REQUIREMENTS: Output exactly, please, the lines of the records below from the one containing "locate mountain ridge, a point per instance." through the final line.

-- Begin GIVEN INFORMATION --

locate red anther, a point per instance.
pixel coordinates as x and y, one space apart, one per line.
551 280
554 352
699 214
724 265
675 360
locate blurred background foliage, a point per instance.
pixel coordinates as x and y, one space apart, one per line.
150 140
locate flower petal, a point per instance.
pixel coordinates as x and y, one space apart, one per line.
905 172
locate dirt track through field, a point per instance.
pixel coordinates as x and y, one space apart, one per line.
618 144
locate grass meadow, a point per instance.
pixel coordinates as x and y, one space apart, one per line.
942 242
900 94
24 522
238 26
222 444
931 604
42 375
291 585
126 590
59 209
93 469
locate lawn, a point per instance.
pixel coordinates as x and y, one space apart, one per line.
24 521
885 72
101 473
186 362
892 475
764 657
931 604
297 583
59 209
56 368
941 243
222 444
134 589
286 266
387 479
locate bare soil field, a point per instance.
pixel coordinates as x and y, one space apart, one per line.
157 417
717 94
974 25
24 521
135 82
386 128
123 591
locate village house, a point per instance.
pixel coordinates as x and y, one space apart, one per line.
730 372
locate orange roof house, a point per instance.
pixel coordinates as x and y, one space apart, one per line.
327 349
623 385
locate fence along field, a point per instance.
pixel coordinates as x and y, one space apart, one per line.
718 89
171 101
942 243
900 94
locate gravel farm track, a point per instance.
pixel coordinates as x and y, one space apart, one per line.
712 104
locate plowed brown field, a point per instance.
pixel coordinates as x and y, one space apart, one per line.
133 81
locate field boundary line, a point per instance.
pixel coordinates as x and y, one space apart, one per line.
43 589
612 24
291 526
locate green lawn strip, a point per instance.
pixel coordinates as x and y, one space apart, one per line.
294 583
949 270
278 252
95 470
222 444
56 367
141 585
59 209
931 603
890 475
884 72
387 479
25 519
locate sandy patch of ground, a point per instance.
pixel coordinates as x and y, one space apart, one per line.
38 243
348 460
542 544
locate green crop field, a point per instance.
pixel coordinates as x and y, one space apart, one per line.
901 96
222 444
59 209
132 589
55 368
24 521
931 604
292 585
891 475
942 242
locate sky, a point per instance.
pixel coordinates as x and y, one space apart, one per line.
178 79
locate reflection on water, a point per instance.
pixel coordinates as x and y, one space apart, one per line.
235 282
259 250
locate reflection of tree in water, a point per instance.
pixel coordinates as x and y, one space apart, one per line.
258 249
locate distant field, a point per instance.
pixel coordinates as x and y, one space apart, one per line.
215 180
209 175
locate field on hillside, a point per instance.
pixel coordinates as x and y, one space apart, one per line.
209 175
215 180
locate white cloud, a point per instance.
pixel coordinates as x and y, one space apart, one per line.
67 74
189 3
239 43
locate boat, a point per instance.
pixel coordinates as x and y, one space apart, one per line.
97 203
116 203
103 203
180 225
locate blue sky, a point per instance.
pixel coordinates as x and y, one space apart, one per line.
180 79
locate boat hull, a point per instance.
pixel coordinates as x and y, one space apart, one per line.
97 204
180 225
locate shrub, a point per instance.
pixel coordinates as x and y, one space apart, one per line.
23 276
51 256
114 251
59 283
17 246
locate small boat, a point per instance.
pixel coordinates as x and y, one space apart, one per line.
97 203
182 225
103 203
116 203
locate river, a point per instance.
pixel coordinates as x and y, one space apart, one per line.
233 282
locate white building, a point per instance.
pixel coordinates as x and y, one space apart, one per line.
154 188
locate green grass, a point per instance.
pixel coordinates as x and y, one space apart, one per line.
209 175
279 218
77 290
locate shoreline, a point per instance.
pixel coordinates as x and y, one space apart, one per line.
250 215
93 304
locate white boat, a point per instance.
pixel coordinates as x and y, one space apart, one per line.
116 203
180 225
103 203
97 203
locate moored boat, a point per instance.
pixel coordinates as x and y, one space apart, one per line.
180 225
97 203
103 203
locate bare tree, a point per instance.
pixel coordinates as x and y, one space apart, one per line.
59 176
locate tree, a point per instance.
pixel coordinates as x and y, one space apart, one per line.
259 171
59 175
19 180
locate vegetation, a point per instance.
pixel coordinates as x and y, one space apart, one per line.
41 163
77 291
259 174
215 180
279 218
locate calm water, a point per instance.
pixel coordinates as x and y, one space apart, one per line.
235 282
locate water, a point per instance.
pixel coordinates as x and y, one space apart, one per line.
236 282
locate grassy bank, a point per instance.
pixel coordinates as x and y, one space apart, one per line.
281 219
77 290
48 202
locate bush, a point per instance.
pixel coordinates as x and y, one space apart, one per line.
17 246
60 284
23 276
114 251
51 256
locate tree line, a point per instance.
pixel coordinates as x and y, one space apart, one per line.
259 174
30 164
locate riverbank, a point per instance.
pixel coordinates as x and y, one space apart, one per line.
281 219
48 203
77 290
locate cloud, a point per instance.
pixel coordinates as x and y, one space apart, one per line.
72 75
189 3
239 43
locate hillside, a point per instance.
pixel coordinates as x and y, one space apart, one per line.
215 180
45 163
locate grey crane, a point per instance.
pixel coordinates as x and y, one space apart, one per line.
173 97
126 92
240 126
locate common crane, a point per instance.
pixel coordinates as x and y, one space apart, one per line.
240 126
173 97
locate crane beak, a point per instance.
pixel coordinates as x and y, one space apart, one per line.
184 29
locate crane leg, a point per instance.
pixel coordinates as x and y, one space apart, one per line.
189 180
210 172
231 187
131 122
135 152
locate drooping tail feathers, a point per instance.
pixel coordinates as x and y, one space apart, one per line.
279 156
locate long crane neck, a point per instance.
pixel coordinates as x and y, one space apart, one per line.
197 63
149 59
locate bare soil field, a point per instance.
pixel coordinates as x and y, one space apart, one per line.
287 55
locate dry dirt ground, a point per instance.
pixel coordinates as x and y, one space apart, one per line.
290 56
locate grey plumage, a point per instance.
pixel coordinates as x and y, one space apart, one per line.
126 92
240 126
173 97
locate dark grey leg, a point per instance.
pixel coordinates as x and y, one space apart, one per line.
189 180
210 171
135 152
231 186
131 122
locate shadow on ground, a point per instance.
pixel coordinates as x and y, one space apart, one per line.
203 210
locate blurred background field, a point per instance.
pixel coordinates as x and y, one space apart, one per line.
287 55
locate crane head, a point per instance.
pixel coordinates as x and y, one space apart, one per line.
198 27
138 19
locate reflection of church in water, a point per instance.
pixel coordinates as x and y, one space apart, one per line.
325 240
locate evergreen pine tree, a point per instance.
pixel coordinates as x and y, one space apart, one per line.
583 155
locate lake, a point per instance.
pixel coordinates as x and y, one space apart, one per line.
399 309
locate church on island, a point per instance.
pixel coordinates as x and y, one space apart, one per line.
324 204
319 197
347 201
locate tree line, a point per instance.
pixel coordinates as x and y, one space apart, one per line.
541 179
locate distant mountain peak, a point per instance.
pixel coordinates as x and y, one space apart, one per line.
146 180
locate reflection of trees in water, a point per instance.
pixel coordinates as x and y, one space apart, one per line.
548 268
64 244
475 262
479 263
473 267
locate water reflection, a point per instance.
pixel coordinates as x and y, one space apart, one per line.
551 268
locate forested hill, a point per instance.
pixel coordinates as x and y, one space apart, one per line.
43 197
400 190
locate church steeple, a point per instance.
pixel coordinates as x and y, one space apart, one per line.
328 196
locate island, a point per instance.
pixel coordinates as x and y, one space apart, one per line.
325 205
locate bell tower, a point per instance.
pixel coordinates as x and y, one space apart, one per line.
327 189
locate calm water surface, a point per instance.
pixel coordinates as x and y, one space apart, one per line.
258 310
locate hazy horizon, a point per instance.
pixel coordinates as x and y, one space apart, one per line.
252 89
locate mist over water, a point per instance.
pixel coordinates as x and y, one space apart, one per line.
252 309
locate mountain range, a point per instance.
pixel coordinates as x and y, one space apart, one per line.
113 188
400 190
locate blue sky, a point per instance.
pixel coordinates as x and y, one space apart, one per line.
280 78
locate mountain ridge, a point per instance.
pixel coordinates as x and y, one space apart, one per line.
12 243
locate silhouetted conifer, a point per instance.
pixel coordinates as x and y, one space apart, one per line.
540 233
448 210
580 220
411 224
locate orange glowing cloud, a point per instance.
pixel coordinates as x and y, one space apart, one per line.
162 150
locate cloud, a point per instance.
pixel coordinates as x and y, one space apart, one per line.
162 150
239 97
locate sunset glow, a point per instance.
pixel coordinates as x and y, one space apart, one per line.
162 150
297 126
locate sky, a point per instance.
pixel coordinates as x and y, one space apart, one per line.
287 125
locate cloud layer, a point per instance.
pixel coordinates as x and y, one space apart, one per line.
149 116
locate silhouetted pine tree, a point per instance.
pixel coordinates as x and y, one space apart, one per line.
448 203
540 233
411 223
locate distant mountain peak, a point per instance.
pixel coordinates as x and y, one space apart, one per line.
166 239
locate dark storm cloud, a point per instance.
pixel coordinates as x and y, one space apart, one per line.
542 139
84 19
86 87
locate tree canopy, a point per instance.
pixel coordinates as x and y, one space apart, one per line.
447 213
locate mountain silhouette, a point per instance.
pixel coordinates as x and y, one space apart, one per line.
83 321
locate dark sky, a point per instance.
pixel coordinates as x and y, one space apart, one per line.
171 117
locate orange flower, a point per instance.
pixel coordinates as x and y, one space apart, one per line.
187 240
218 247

-- End GIVEN INFORMATION --

WRITTEN REPLY:
locate mountain ridge, a point per instance.
pixel coordinates as x and y, one space apart, one per line.
12 243
locate silhouetted conifer, a point per instance.
pixel coordinates as x and y, one space apart, one per line.
540 233
448 210
580 220
411 224
locate orange glowing cloud, a point per instance.
pixel coordinates as x and y, one space apart, one per line.
162 150
locate cloud, a point per instance.
pixel coordinates as x and y, one space apart, one per line.
162 150
239 97
locate sunset glow, a point per instance.
pixel coordinates as x and y, one space apart, one per line.
162 150
297 126
locate sky, a point per instance.
pixel coordinates as x and y, one space apart, one per line.
287 125
locate cloud layer, a point per instance.
pixel coordinates as x and y, one space apart, one per line.
149 116
locate silhouetted pine tree, a point per instance.
pixel coordinates as x and y, one space apart, one per line.
448 203
540 233
411 223
locate distant mountain peak, a point per instance.
pixel coordinates as x and y, one space apart, one per line.
166 239
locate dark storm cloud, a point per instance.
pixel coordinates as x and y, one space apart, one per line.
542 139
84 19
86 87
locate tree canopy, a point per instance.
pixel coordinates as x and y, one space apart, one per line.
447 213
locate mountain silhouette, a point per instance.
pixel coordinates as x and y, one space apart, one per line.
83 321
locate dark sky, a point per instance.
pixel coordinates as x and y, one space apart, one per line.
171 117
locate orange flower, a point per instance.
pixel coordinates as x and y, one space apart, one per line.
187 240
218 247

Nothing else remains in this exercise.